Description of the task: In your copy, repeat each record exactly and include no pictures.

Saved data entries
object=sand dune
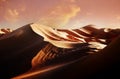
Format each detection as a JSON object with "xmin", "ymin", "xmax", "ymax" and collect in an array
[
  {"xmin": 0, "ymin": 24, "xmax": 120, "ymax": 79},
  {"xmin": 0, "ymin": 24, "xmax": 48, "ymax": 79},
  {"xmin": 13, "ymin": 34, "xmax": 120, "ymax": 79}
]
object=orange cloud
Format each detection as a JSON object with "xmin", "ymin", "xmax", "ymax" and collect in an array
[
  {"xmin": 3, "ymin": 3, "xmax": 26, "ymax": 23},
  {"xmin": 70, "ymin": 0, "xmax": 77, "ymax": 3},
  {"xmin": 60, "ymin": 5, "xmax": 80, "ymax": 26},
  {"xmin": 38, "ymin": 2, "xmax": 80, "ymax": 28},
  {"xmin": 4, "ymin": 9, "xmax": 19, "ymax": 22},
  {"xmin": 116, "ymin": 16, "xmax": 120, "ymax": 20},
  {"xmin": 64, "ymin": 0, "xmax": 77, "ymax": 3},
  {"xmin": 0, "ymin": 0, "xmax": 7, "ymax": 2},
  {"xmin": 86, "ymin": 12, "xmax": 93, "ymax": 16}
]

Output of the exercise:
object=sand dune
Format each detection as a JSON object with "xmin", "ymin", "xmax", "ymax" and collect in an array
[
  {"xmin": 0, "ymin": 24, "xmax": 120, "ymax": 79},
  {"xmin": 0, "ymin": 24, "xmax": 48, "ymax": 79},
  {"xmin": 13, "ymin": 34, "xmax": 120, "ymax": 79}
]
object=orange cloud
Format each detection as a JSON object with "xmin", "ymin", "xmax", "ymax" and collect in an array
[
  {"xmin": 3, "ymin": 3, "xmax": 26, "ymax": 23},
  {"xmin": 70, "ymin": 0, "xmax": 77, "ymax": 3},
  {"xmin": 60, "ymin": 5, "xmax": 80, "ymax": 26},
  {"xmin": 38, "ymin": 2, "xmax": 80, "ymax": 28},
  {"xmin": 4, "ymin": 9, "xmax": 19, "ymax": 22},
  {"xmin": 116, "ymin": 16, "xmax": 120, "ymax": 20},
  {"xmin": 64, "ymin": 0, "xmax": 77, "ymax": 3},
  {"xmin": 0, "ymin": 0, "xmax": 7, "ymax": 2},
  {"xmin": 86, "ymin": 12, "xmax": 93, "ymax": 16}
]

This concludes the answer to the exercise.